Imagino que no verían en directo la Ceremonia Inaugural de los Juegos de Invierno en Pyeongchang. No se preocupen. Fuimos muy pocos. ¿Quieren saber cuántos? Pues les cuento. La retransmisión de la ceremonia (mediodía del viernes en horario español) fue vista por 20.000 espectadores, un 0,4% de la audiencia que veía la televisión en ese momento. Se trata de los primeros Juegos Olímpicos de los que no tiene los derechos de emisión TVE. En nuestro país se pueden ver a través de Eurosport 1 y Eurosport 2 (de pago) y por DMax (leído Dimax) en abierto.

Fue en este canal donde los comentaristas se desgañitaron narrando los avatares de los 125 minutos de ceremonia. Con épica, mucha épica; hablando de momentazos y de sorpresas que estaban por llegar y que ellos conocían pero no podían adelantar, y afirmaciones tan paradójicas como que en Noruega las pruebas de esquí alpino alcanzan el 90% de share. «Mucho más de lo que en España logra el fútbol, y es que el deporte blanco va en los genes de sus habitantes», decían.

○ ○ ○

● TAREA A
¿Puedes convertir en una lista breve el párrafo del texto sobre la ceremonia de Pyeongchang que empieza por «Imagino que no verían», sin perder sus datos principales?
● TAREA B
¿Puedes proseguir el texto sobre la ceremonia de Pyeongchang a partir de su última frase?
Las entradas son material independiente del texto sobre la ceremonia de Pyeongchang.

● ENTRADAS MOSTRADAS
○ ○ ○

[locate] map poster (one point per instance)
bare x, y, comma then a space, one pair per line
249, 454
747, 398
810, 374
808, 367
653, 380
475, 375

○ ○ ○

● RESPUESTA ESCRITA A
- La Ceremonia Inaugural de los Juegos de Invierno en Pyeongchang se retransmitió el viernes a mediodía, en horario español.
- La vieron 20.000 espectadores, un 0,4% de la audiencia que veía la televisión en ese momento.
- Son los primeros Juegos Olímpicos de los que TVE no tiene los derechos de emisión.
- En España se pueden ver por Eurosport 1 y Eurosport 2 (de pago) y por DMax (en abierto).

● RESPUESTA ESCRITA B
La ceremonia de Pyeongchang fue prodigiosa. Las nuevas tecnologías, el sentido del esfuerzo colectivo, y unos efectos pirotécnicos a la última, nos dejaron mudos. Pero como en toda ceremonia que se precie, llegó el momento del desfile de participantes. Y con él, contrastando con la banda sonora exquisita escuchada hasta ese momento, el castigo para nuestros oídos. La megafonía chillona dio paso al chunda-chunda durante unos largos sesenta minutos. Y lo que hasta entonces era arte, singularidad, cultura propia y raíces culturales, se convirtió en promiscuidad de garrafón. Lo global, lo planetario, había llegado para arramblar con todo.

Me acordé mucho el viernes de aquella otra ceremonia de Sarajevo 1984. Sí. Aquello que acabó como el rosario de la aurora. Esperemos no tropezar en la misma piedra. Qué miedo.